> Problems:
1. Return the passage of the Madipakkam civic amenities text below that lies between "The residents of" and "a decade now.", inclusive.
2. Answer these questions using the Madipakkam civic amenities text below:
(a) About how many houses in the area face these common problems?
(b) For roughly how long have urban local bodies been absent?
(c) Which corporation is the Madipakkam area under?
3. Write what comes next in the text below on the civic problems of Srinivasa Nagar and Ram Nagar in Madipakkam, picking up after its final sentence.

> Text section:
## begin

The residents of Srinivasa Nagar and Ram Nagar of Madipakkam area under the Greater Chennai Corporation have been denied basic civic amenities for several years. They have been living with the dangers associated with bad roads, open kutcha drains, absence of comprehensive storm water drain network covering all the streets, improper sewer systems and absence of quality water supply for nearly a decade now.
The common problems faced by close to 700 houses in the area have interconnected roots, mostly arising from the apathy and inefficiency of various civic agencies like GCC, CMWSSB, TNEB etc. that work in silos without any area-wise level planning involving the citizenry. The absence of urban local bodies for nearly a decade has further hampered the process of participatory planning in which citizens are consulted or their feedback considered.
Due to unplanned and uncoordinated civic works, the situation has become dire, the growth in population in this area only adding to the woes.

## end

> Data shown:

## begin

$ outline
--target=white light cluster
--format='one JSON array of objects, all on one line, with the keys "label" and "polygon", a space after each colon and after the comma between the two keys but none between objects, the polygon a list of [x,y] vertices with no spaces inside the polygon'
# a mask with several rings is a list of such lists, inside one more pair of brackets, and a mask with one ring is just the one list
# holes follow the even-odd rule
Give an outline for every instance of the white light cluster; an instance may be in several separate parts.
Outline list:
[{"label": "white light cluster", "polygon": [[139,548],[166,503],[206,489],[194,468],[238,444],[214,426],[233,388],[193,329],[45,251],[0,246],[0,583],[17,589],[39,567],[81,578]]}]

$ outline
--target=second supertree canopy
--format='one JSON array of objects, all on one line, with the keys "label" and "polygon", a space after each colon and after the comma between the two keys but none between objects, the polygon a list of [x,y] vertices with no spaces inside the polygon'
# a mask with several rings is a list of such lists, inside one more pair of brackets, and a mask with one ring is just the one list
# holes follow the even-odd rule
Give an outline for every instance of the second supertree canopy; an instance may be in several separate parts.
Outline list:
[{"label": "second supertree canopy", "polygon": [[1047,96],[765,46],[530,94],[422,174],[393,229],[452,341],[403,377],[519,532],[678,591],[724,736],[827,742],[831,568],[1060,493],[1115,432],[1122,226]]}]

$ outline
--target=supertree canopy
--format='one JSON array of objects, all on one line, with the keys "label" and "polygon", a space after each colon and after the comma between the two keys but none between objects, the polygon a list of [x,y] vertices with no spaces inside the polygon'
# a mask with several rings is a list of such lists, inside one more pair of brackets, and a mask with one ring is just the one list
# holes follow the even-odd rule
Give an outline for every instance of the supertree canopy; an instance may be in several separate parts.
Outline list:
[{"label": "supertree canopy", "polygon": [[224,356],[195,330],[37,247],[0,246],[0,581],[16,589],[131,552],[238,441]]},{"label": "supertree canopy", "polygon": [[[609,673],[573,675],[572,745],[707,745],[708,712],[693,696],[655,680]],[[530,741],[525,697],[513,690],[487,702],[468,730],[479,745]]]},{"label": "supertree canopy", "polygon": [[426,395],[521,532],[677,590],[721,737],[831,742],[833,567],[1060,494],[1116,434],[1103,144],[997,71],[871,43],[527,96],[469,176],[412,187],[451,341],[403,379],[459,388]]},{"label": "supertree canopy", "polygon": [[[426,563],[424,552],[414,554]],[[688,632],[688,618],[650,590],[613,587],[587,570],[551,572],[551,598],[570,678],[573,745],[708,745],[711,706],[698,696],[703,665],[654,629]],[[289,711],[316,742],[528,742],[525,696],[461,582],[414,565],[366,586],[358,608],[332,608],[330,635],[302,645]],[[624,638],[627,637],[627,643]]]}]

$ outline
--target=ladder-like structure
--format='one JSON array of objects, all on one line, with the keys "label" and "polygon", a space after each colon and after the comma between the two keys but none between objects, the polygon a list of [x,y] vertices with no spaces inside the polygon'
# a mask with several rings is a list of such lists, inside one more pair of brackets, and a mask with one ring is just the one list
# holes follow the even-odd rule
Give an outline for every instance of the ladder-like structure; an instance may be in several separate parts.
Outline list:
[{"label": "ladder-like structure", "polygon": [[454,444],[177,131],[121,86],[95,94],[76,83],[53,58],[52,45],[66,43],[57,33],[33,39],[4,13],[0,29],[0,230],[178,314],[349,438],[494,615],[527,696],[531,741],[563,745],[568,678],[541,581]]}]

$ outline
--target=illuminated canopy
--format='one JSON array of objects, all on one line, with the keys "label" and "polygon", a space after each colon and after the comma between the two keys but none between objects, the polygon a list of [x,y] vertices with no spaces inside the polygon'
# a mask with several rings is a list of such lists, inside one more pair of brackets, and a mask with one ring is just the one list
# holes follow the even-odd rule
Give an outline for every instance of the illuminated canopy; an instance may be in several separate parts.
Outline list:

## end

> Results of the tasks:
1.
The residents of Srinivasa Nagar and Ram Nagar of Madipakkam area under the Greater Chennai Corporation have been denied basic civic amenities for several years. They have been living with the dangers associated with bad roads, open kutcha drains, absence of comprehensive storm water drain network covering all the streets, improper sewer systems and absence of quality water supply for nearly a decade now.

2.
(a) Close to 700 houses.
(b) Nearly a decade.
(c) The Greater Chennai Corporation.

3.
Roads an issue in low-lying areas of Madipakkam
This region was particularly severely impacted during the 2015 Chennai floods with floodwaters entering several homes. Six years have passed since that event, yet there is no comprehensive storm water drain network to drain out the floodwaters during the rains.
Many streets such as Arivoli Street and Sundararajan Street and arterial ones that connect the localities with critical roads such as the State Highway 2 (Jawaharlal Nehru Inner Ring Road) and the Madipakkam Bazaar Road have been left unpaved after digging works by the various civic agencies. The road cuts have not yet been rectified despite repeated demands by the residents with the concerned authorities of the various agencies: each agency just passes the buck to the other exposing the lack of coordination amongst the various parastatal agencies.
The design, planning and execution of the sewer network has been done so poorly by CMWSSB that even moderate rains results in the intermixing of the rain waters with the sewer lines, causing the sewage to overflow onto the streets that are already laden with potholes.
Read more: Explainer: How are roads in Chennai laid?
The combination of bad roads inundated with overflowing sewage makes the street completely unusable, particularly for pedestrians, two-wheelers and three-wheelers. The situation is especially harsh on the elderly and differently-abled.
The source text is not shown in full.